Reproduce exactly, with no other output, every line of the data below from the line containing "task: draw the outline of every instance of the <item>pitched" to the end, inclusive.

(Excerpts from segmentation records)
■ ■ ■ ■ ■ ■ ■

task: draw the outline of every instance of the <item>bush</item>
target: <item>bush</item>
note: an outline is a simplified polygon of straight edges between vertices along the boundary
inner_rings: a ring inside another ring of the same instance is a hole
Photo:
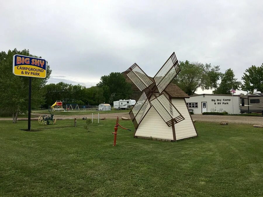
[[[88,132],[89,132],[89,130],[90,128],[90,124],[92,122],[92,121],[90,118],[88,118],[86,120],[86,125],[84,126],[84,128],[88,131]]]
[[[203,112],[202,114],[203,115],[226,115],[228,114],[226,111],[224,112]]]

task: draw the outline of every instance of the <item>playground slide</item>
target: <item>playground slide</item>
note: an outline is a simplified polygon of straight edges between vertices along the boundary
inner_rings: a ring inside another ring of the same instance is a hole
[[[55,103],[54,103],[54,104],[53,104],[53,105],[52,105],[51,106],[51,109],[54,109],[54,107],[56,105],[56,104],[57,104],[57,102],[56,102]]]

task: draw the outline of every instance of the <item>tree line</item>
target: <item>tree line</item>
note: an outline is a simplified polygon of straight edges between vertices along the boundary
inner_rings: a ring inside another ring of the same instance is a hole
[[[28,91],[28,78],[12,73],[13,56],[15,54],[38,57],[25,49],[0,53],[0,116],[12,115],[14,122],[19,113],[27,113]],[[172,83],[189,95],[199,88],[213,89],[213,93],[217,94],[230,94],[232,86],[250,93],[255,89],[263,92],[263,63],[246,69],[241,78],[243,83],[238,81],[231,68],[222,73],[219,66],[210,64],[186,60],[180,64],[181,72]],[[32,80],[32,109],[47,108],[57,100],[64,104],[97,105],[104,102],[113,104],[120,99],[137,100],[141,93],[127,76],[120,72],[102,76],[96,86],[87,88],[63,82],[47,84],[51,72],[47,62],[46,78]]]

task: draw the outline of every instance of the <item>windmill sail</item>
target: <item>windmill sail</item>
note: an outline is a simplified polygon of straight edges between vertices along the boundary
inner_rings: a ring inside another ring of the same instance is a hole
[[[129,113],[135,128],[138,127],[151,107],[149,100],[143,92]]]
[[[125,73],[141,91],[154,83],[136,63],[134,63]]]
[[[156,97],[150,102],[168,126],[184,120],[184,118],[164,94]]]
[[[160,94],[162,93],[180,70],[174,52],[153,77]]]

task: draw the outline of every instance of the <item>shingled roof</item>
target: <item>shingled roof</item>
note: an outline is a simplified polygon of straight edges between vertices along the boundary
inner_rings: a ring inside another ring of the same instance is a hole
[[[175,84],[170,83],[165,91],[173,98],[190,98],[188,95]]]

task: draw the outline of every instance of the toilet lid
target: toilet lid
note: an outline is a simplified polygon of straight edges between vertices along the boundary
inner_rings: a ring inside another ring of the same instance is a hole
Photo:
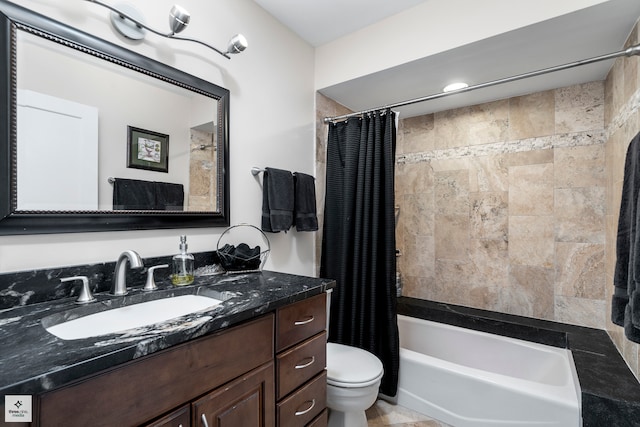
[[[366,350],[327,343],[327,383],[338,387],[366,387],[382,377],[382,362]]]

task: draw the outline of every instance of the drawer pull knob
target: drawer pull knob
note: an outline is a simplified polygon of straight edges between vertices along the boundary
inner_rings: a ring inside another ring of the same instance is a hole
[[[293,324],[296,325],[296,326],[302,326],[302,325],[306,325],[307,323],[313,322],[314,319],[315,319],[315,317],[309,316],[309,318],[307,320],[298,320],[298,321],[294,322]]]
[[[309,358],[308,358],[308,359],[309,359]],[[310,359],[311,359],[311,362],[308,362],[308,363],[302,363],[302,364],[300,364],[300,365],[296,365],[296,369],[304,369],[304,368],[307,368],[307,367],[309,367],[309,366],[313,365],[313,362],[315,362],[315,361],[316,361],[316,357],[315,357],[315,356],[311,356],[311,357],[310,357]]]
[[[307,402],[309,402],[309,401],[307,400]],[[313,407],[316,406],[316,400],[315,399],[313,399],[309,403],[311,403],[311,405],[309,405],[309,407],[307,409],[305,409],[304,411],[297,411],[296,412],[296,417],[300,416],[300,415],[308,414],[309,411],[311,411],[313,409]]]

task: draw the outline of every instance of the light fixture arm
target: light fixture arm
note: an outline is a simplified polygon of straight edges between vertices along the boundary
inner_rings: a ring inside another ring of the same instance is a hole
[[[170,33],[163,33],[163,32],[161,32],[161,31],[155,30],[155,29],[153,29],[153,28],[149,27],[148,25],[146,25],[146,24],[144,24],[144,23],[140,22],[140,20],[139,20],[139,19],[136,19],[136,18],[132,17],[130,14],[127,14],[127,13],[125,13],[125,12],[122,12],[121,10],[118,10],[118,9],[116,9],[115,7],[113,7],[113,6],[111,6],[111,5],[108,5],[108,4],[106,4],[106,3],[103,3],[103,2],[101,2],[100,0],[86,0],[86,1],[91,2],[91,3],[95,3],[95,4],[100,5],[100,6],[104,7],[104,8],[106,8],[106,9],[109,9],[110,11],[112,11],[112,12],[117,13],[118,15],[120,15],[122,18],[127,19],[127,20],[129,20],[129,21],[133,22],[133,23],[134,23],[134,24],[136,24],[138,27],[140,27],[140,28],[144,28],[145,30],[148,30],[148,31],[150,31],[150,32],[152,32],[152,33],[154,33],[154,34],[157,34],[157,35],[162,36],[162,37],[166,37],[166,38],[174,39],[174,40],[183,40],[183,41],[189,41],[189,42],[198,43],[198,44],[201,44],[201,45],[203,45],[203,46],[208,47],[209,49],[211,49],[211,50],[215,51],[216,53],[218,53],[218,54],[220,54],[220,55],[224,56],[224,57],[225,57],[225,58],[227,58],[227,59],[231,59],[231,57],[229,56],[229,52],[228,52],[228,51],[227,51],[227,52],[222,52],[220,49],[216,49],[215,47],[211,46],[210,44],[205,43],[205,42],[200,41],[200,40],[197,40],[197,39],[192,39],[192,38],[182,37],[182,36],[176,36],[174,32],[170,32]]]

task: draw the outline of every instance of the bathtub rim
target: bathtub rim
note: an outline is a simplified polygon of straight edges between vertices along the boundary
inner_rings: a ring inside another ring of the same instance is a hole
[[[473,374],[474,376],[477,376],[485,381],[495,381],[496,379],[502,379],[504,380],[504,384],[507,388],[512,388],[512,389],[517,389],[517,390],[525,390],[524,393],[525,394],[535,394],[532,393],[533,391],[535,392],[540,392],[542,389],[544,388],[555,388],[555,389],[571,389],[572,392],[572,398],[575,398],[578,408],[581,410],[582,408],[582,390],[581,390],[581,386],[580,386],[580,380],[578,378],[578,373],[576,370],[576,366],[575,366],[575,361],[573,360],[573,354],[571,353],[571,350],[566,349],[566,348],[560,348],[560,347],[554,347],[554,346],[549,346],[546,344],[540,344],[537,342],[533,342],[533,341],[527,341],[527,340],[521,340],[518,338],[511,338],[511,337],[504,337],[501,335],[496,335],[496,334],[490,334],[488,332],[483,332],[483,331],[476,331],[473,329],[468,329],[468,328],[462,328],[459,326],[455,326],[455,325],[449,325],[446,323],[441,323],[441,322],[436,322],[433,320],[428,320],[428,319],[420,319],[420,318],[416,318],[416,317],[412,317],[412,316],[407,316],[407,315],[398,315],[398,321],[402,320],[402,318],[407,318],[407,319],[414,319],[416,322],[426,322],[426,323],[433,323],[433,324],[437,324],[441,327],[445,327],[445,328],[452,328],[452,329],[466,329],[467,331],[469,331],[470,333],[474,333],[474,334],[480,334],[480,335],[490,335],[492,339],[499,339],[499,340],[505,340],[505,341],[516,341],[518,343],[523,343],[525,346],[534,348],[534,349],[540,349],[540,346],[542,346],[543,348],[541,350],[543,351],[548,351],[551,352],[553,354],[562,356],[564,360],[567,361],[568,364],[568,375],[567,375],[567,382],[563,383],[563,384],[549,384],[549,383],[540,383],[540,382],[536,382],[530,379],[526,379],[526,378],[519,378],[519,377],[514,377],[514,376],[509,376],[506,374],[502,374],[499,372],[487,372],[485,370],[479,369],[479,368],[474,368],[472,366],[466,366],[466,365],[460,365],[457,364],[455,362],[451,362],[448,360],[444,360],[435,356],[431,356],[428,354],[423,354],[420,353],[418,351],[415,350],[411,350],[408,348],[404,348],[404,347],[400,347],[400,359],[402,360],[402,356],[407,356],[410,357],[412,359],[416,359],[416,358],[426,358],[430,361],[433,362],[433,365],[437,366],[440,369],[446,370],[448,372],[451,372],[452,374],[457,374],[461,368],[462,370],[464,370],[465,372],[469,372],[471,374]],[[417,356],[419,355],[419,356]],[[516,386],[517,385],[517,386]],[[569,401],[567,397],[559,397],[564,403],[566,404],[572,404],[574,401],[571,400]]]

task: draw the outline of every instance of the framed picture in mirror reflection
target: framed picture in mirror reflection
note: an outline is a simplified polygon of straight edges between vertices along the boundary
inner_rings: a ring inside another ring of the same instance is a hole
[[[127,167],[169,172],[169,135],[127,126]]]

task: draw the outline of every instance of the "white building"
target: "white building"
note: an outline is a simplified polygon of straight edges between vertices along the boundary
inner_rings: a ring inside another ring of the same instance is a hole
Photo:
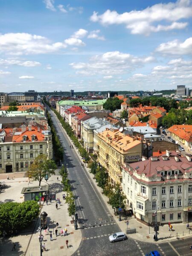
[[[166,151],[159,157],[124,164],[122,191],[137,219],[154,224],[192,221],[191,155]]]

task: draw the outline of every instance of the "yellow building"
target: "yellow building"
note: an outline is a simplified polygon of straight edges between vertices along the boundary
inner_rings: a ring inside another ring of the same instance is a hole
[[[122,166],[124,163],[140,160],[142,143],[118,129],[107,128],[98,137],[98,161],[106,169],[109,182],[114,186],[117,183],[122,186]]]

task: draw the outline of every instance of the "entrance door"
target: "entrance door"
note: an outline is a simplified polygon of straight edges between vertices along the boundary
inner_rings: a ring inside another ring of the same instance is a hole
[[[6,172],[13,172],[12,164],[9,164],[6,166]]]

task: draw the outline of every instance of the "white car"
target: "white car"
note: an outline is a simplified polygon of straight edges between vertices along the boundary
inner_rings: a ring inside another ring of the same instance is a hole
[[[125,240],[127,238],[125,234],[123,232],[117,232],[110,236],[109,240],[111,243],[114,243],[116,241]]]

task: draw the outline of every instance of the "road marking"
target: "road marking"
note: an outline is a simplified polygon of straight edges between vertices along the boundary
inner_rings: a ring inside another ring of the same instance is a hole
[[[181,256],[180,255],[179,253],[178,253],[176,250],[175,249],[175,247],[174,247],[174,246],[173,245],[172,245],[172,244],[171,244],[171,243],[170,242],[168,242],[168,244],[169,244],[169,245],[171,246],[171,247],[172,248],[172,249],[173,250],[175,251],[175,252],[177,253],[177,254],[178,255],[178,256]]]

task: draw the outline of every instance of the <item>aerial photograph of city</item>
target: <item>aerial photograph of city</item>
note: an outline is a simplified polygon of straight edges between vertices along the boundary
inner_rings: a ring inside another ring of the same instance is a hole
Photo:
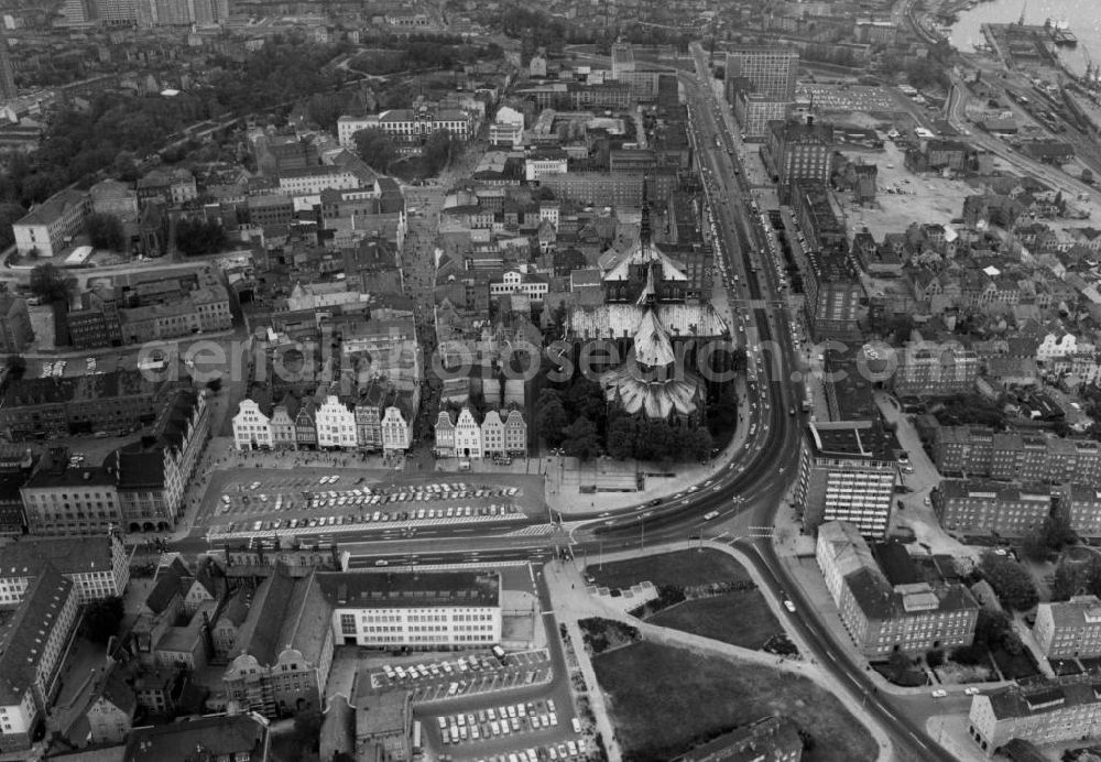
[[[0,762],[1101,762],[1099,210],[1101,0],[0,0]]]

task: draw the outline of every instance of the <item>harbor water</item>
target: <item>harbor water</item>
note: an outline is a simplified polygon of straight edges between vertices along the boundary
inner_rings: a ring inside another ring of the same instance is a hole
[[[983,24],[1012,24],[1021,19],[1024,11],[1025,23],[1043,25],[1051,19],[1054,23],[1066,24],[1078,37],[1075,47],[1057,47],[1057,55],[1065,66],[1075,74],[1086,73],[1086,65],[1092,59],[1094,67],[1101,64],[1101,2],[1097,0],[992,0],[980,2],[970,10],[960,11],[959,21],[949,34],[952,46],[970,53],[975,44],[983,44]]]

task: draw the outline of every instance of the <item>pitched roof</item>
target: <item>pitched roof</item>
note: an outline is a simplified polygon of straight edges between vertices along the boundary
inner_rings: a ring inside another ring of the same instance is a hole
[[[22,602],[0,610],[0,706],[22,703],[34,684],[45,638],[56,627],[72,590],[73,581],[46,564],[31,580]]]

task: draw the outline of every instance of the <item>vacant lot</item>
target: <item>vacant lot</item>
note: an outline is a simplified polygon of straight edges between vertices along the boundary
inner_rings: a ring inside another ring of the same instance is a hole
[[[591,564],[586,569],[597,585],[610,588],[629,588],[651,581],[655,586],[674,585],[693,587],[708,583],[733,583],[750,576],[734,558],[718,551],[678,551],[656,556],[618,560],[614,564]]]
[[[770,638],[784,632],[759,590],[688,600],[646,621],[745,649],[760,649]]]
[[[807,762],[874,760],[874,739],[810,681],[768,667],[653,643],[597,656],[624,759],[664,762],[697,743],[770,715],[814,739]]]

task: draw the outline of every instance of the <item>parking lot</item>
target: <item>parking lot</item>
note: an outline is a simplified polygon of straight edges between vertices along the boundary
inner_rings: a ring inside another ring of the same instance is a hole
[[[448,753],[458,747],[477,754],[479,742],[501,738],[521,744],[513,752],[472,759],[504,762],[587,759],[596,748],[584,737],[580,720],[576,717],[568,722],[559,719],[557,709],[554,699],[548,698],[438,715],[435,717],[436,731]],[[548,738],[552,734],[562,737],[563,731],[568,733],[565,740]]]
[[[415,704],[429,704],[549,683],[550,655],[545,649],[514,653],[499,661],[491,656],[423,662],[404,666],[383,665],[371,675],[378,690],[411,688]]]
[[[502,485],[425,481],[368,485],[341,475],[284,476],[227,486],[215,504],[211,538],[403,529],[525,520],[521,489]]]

■ ■ ■ ■ ■ ■ ■

Answer to the problem:
task: draw the outline of every instance of the <item>pitched roof</item>
target: <item>pitched roof</item>
note: an outline is a simplified polygon of straight edges between vertices along the boundary
inner_rings: a ring inside another ring of the same instance is a hole
[[[22,602],[0,610],[0,706],[22,703],[34,684],[45,638],[56,627],[72,590],[73,581],[46,564],[31,580]]]

task: draw the outline of every instance of the <item>vacant lot</item>
target: <item>vacant lot</item>
note: an outline is a simplified polygon of straight edges between vertices along the boundary
inner_rings: a ring inside another ring of the same instance is a hole
[[[591,564],[586,569],[597,585],[610,588],[629,588],[651,581],[655,586],[674,585],[693,587],[708,583],[733,583],[750,576],[734,558],[718,551],[678,551],[656,556],[618,560],[614,564]]]
[[[770,638],[784,632],[759,590],[688,600],[646,621],[745,649],[760,649]]]
[[[807,762],[874,760],[874,739],[810,681],[768,667],[653,643],[597,656],[624,759],[664,762],[697,743],[770,715],[814,739]]]

task: draw the outline of every instance of the <item>parking lot</item>
target: <item>parking lot</item>
note: an outline is a simplified polygon of straight edges between vertices along the boundary
inner_rings: a ring inside another ring of the same instance is a hole
[[[448,753],[458,747],[477,754],[479,742],[501,738],[521,744],[513,752],[472,759],[504,762],[587,759],[596,748],[584,737],[580,720],[576,717],[568,722],[559,719],[557,709],[554,699],[548,698],[438,715],[435,717],[436,731]],[[548,738],[552,734],[562,737],[563,731],[568,733],[565,740]]]
[[[415,704],[429,704],[549,683],[550,655],[545,649],[514,653],[499,661],[491,656],[423,662],[404,666],[383,665],[371,675],[378,690],[411,688]]]
[[[502,485],[425,481],[368,485],[341,475],[284,476],[227,486],[215,504],[211,538],[403,529],[525,520],[521,489]]]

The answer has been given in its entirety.